| Exercise brief |
Could you reproduce the records below line for line, without any change, omitting the pictures from your answer?

Point-based annotation data:
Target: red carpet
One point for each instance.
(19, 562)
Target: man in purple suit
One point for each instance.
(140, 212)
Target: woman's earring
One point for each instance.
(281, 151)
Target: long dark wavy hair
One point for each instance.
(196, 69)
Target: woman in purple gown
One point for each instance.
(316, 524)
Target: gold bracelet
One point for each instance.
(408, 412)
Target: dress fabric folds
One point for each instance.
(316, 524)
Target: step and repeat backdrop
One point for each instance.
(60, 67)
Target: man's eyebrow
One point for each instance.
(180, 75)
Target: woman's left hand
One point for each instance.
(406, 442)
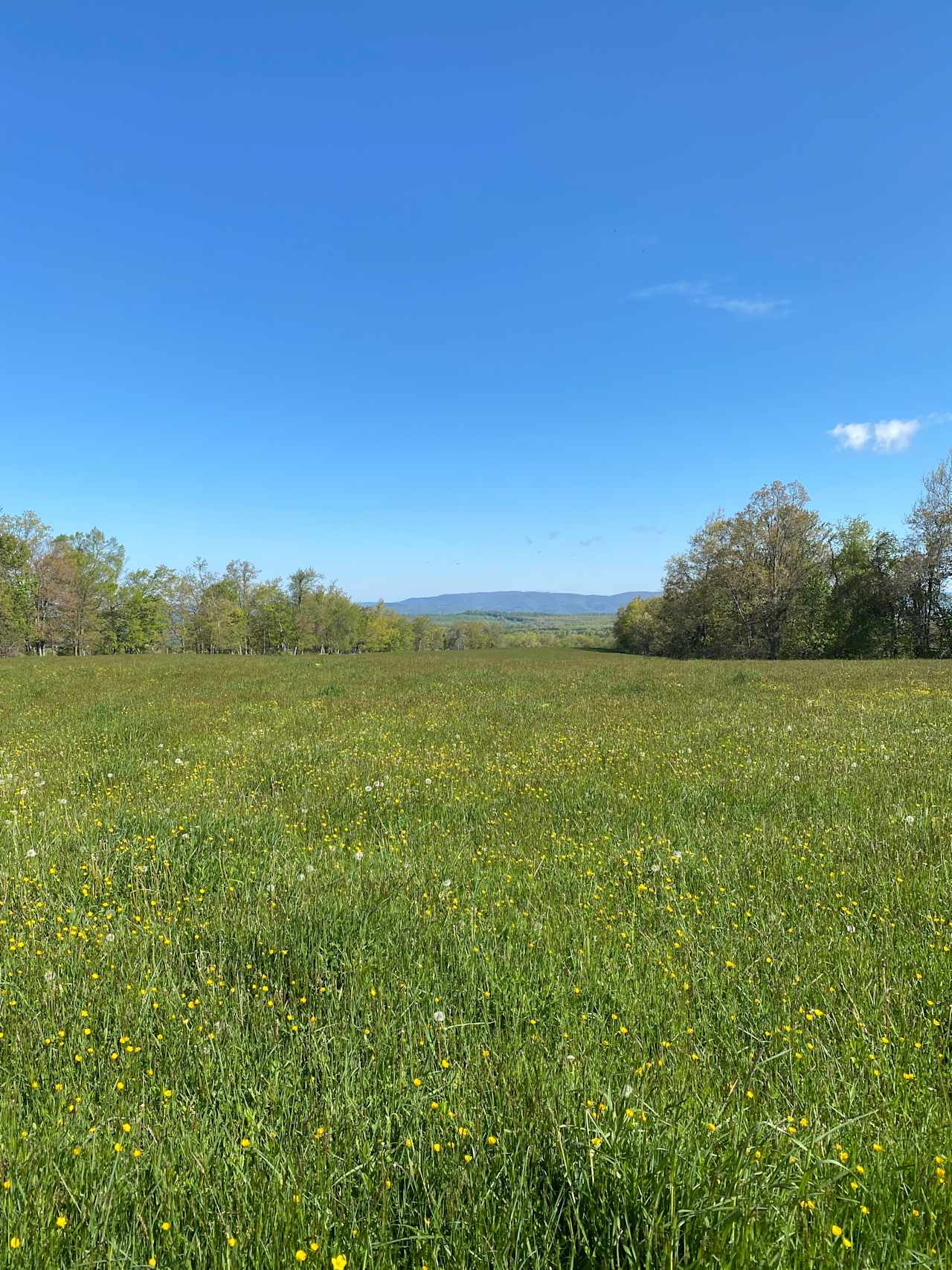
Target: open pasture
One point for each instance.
(493, 959)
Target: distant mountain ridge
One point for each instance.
(553, 602)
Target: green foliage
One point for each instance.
(655, 953)
(774, 582)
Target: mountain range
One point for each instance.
(553, 602)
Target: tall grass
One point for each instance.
(495, 959)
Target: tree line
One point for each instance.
(774, 580)
(73, 594)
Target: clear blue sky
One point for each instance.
(442, 298)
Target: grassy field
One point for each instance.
(486, 959)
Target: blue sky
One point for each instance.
(442, 298)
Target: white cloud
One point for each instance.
(852, 436)
(894, 434)
(887, 437)
(700, 294)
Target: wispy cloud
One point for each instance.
(887, 437)
(701, 294)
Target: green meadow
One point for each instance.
(515, 958)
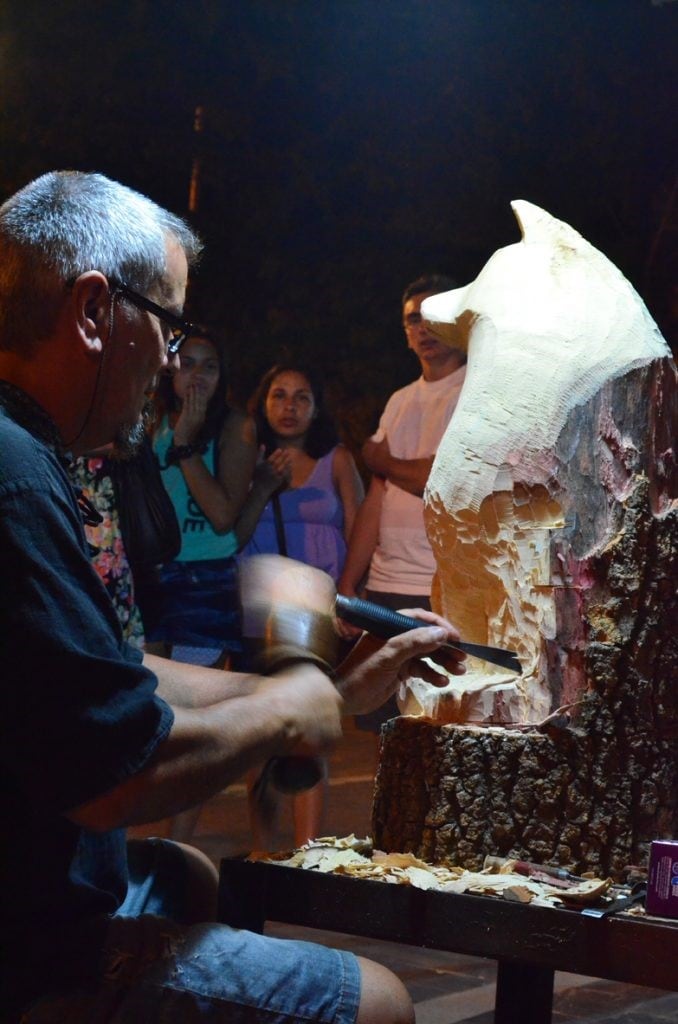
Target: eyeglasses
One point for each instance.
(180, 329)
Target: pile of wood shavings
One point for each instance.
(355, 857)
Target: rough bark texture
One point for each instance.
(576, 763)
(590, 791)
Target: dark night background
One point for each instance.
(348, 145)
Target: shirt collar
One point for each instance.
(25, 411)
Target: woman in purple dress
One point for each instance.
(312, 523)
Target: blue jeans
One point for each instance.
(156, 970)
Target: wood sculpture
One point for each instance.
(552, 511)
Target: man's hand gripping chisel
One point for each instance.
(383, 623)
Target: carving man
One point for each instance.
(388, 541)
(95, 737)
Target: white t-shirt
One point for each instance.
(414, 421)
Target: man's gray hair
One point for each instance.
(66, 223)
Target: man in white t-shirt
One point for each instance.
(388, 541)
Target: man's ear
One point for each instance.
(90, 296)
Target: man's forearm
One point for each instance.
(410, 474)
(363, 540)
(195, 686)
(209, 748)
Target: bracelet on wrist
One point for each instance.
(176, 453)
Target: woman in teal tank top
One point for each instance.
(207, 454)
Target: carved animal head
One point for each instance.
(542, 452)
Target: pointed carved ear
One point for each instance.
(538, 226)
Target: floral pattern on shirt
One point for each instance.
(110, 558)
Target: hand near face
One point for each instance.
(192, 417)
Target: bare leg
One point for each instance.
(308, 811)
(202, 887)
(384, 999)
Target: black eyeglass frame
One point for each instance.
(184, 328)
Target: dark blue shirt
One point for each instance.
(79, 712)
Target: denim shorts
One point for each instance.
(156, 970)
(193, 603)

| Answer to this problem |
Target: red carpet
One point for each instance.
(19, 562)
Target: man in purple suit
One point for each instance.
(140, 212)
Target: woman's earring
One point for each instance.
(281, 151)
Target: long dark wavy hair
One point for each instance.
(196, 69)
Target: woman in purple gown
One point for each instance.
(316, 524)
Target: gold bracelet
One point for each instance.
(408, 412)
Target: dress fabric folds
One point for each instance.
(316, 524)
Target: step and repeat backdrop
One point for each instance.
(60, 67)
Target: man's eyebrow
One point for each instance.
(180, 75)
Target: woman's left hand
One point for each instance.
(406, 442)
Target: open pasture
One point for each instance.
(493, 959)
Target: distant mountain ridge
One point for each instance.
(553, 602)
Target: green foliage
One point for each instance.
(655, 953)
(774, 582)
Target: mountain range
One point for each instance.
(553, 602)
Target: tall grass
One point for each instance.
(495, 959)
Target: tree line
One point for each instance.
(774, 580)
(73, 594)
Target: clear blue sky
One point for each instance.
(442, 298)
Target: grassy field
One point for each instance.
(486, 959)
Target: blue sky
One point for each instance.
(442, 298)
Target: white cloud
One point for each instance.
(852, 436)
(894, 434)
(887, 437)
(700, 294)
Target: wispy cloud
One point for each instance.
(887, 437)
(701, 294)
Target: green meadow
One point for each instance.
(515, 958)
Target: eyeglasses
One point for each instance.
(180, 329)
Target: pile of wood shavings
One point for each instance.
(355, 857)
Target: rough bark texture
One point for each instance.
(576, 763)
(590, 791)
Target: dark night background
One point for each instance.
(348, 145)
Target: shirt collar
One point for each instance.
(25, 411)
Target: woman in purple dress
One point for each instance.
(312, 523)
Target: blue jeans
One point for each instance.
(156, 970)
Target: wood sculpture
One point for each instance.
(552, 511)
Target: man's hand gripping chisel
One point for each instance.
(383, 623)
Target: carving man
One point for each instance.
(388, 541)
(95, 737)
Target: white t-shirt
One point for each instance.
(414, 421)
Target: man's gray hair
One point for each instance.
(66, 223)
Target: man in white t-shirt
One point for each instance.
(388, 541)
Target: man's ear
One point for each instance.
(90, 296)
Target: man's forearm
One point for each instance.
(410, 474)
(363, 540)
(195, 686)
(209, 748)
Target: bracelet on wrist
One point for each instance.
(176, 453)
Target: woman in teal tank top
One point for each instance.
(207, 454)
Target: carved animal head
One point for each instance.
(542, 452)
Target: pointed carved ear
One point for each instance.
(538, 226)
Target: floral pattern on shirt
One point for each instance.
(110, 558)
Target: hand near face
One point for each instance.
(192, 417)
Target: bare leg
One point for each instance.
(308, 811)
(202, 887)
(384, 999)
Target: black eyeglass frame
One point for each instance.
(184, 328)
Target: dark blue shirt
One point for each instance.
(79, 712)
Target: denim shorts
One point for each instance.
(156, 970)
(193, 603)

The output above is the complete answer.